__WHAT YOU HAVE TO DO__:
Leaving the pictures aside, return all of the data below exactly.

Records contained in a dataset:

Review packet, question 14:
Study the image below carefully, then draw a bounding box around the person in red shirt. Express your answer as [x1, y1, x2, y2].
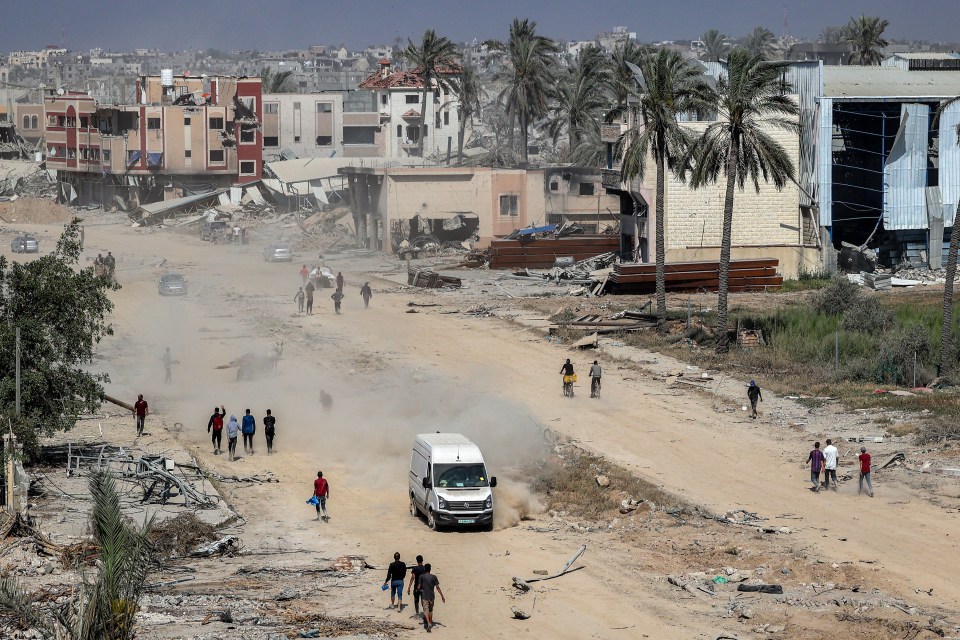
[299, 264, 310, 286]
[313, 471, 330, 521]
[858, 446, 873, 497]
[133, 394, 148, 437]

__FINISHED TASK__:
Review packet, question 14:
Study the image below carefully, then draw a bounding box around the person in red shirt. Express your answer as [x1, y1, x2, y2].
[299, 264, 310, 286]
[313, 471, 330, 521]
[858, 446, 873, 497]
[133, 394, 148, 437]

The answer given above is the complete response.